▸ Exercise details
Carry on the news article below about Ben Rodgers and conversion therapy, starting right after its last sentence.

▸ Text provided

'I consented through coercion': Belleville man shares trauma of conversion therapy
Ben Rodgers wants municipalities to take stronger stances banning the practice
Ben Rodgers still feels the scars left from undergoing conversion therapy 16 years ago, a practice he'd like to see banned in cities across the country.
"I've dealt with drug issues. I've dealt with sex issues. I've been technically homeless in my life," the Belleville, Ont., man told CBC Radio's All In A Day last week.
"I've been through a lot of those issues that happen to people after conversion therapy, and unfortunately, they're all real and they're all quite terrifying."
Conversion therapy aims to change a person's sexual orientation or gender identity through counselling or behaviour modification by using aggressive or coercive tactics.
Many cities across the country, including Vancouver, Edmonton and Lethbridge have already banned the practice, widely discredited as cruel and traumatic.
While Rodgers has remained mostly silent about the trauma, he began to speak out in the last year and supported a movement to ban the practice in Kingston, Ont.
The city became the first municipality in Ontario to pass such a motion earlier this month.

[Stored data entries]
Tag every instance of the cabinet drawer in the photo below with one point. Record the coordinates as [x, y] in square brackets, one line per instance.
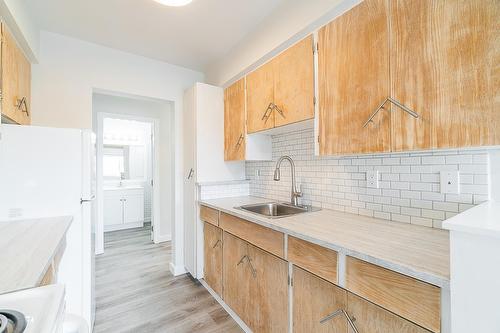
[265, 238]
[314, 258]
[209, 215]
[410, 298]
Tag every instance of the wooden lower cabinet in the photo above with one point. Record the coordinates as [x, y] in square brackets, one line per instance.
[255, 285]
[313, 300]
[370, 318]
[213, 257]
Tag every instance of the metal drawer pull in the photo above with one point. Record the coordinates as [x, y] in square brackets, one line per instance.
[393, 101]
[240, 141]
[269, 109]
[338, 313]
[279, 110]
[22, 105]
[249, 261]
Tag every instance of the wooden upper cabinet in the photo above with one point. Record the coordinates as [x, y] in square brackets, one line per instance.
[353, 76]
[16, 81]
[260, 94]
[234, 121]
[446, 66]
[294, 83]
[286, 81]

▸ Result for this exercise
'They brought me right in'
Rodgers recalled how — when he was preparing for college after high school, and staying in Kingston for the summer with his mother — he ended up attending the same church as his siblings-in-law.
As a 19-year-old, Rodgers felt welcomed.
"They brought me right in," he said. "And it was like, being part of the cool kids, with all the bells and whistles that you could want. They had, like, a rock band for our worship team."
Soon, however, he learned his new church wasn't entirely welcoming.
"I realized they were not so affirming of the gay side of me, but really wanted that Christian side of me to come out," he said.
Rodgers eventually gave in and underwent conversion therapy. He said the church had a desire for him to be "a right person in God's eyes."
As part of his conversion, Rodgers said he underwent three days of a dry fast — without food or liquids — after which a group of people placed their hands on him and tried to pray his sexuality out of him.
When that didn't work, Rodgers was eventually pushed out of the church. That rejection, he said, led him to look for acceptance in sex and drugs.
He also developed depression, he said, and has an anxiety stress disorder.
Wants more cities to ban practice
Although other municipalities – including Ottawa – have publicly condemned gay conversion therapy practices, Rodgers believes more need to outright ban it.
The federal government is currently in the process of bringing a nationwide ban on conversion therapy, but it's not clear when that will occur.
Part of the reason Rodgers now speaks openly about his experience is that he believes politicians who oppose such bans rarely hear from survivors directly, or know what conversion methods actually entail.
He also wants to use his newfound voice to make other young members of the LGBTQ community realize they have other options and don't need to be scared.
"I consented through coercion," he said. "I consented through what I was told to do, which isn't actually consent."